文書抜粋 →
'''

平成エンタメ研究所

最近は政治ブログのようになって来ました。世を憂う日々。悪くなっていく社会にひと言。

「光る君へ」 第44回「望月の夜」~まひろとの約束を果たしたことを歌に込める道長。まひろもそれを理解する

2024年11月18日 | 大河ドラマ・時代劇
 道長(柄本佑)、ついに絶対的な権力を手に入れた。

 三条天皇(木村達成)は譲位、そして亡くなった。
 結果、道長の孫・敦成親王が帝・後一条天皇に。
 長男・頼通(渡邊圭祐)は摂政に。

 娘・彰子(見上愛)は太皇太后。
 娘・妍子(倉沢杏菜)は皇太后。
 娘・威子(佐月絵美)は皇后(中宮)に。
 つまり三后の独占だ。

 そして祝いの席。
 道長の盃を、頼通から始まって重臣たちがまわし合う。
 つまり道長を中心に結束していくという意味だ。

 そんな状況で道長が詠んだ歌が──
『この世をば我が世とぞ思ふ望月の欠けたることもなしと思へば』

 道長はこの歌の返歌を実資(秋山竜次)に求める。
 実資は三条天皇に通じていた半分・反道長派だ。
 そんな実資は返歌を求められて「返す歌がない。復唱するしかない」と答える。
 つまり実資も道長に屈した。
 清少納言(ファーストサマーウィカ)が男性でこの場にいたら、皮肉を込めた歌を返しただろう。

'''

記述問題 1 →
このブログ記事について、次の問いに答えてください。
(a) 長男・頼通は何になりましたか。
(b) 娘・威子は何になりましたか。
(c) 返歌を求められた実資は何と答えましたか。
記述問題 2 → このブログ記事の「2024年11月18日 | 大河ドラマ・時代劇」を含むところから「道長の盃を、頼通から始まって重臣たちがまわし合う。」までを、「祝いの席」を「宴の席」に置き換えて更新してください。
記述問題 3 → このブログ記事では、祝いの席で重臣たちが道長の盃をまわし合うことにどんな意味があると説明されていますか。

ボックスラベリング用データセットの行 →
'''

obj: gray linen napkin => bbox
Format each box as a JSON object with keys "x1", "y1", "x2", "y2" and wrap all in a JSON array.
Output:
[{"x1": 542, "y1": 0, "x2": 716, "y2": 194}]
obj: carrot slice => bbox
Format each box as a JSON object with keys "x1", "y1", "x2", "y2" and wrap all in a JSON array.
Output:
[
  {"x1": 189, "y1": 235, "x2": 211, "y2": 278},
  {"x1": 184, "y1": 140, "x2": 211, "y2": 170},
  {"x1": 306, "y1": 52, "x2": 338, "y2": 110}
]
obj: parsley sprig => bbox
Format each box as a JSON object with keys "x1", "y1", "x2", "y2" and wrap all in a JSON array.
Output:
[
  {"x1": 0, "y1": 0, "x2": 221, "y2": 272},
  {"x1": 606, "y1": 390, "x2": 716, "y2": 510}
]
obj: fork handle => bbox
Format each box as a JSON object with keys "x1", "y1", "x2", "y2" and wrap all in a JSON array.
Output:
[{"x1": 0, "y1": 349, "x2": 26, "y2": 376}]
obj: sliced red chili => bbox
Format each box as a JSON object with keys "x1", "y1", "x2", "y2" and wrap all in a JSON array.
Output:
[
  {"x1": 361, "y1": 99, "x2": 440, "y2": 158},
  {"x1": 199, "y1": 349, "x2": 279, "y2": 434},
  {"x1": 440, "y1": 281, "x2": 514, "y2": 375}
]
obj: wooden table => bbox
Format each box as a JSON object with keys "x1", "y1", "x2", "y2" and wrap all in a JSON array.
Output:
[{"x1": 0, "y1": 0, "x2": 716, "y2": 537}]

'''

解答全文 1 →
(a) 摂政
(b) 皇后(中宮)
(c) 「返す歌がない。復唱するしかない」

解答全文 2 →
2024年11月18日 | 大河ドラマ・時代劇
 道長(柄本佑)、ついに絶対的な権力を手に入れた。

 三条天皇(木村達成)は譲位、そして亡くなった。
 結果、道長の孫・敦成親王が帝・後一条天皇に。
 長男・頼通(渡邊圭祐)は摂政に。

 娘・彰子(見上愛)は太皇太后。
 娘・妍子(倉沢杏菜)は皇太后。
 娘・威子(佐月絵美)は皇后(中宮)に。
 つまり三后の独占だ。

 そして宴の席。
 道長の盃を、頼通から始まって重臣たちがまわし合う。

解答全文 3 → 道長の盃を頼通から始めて重臣たちがまわし合うのは、道長を中心に結束していくという意味です。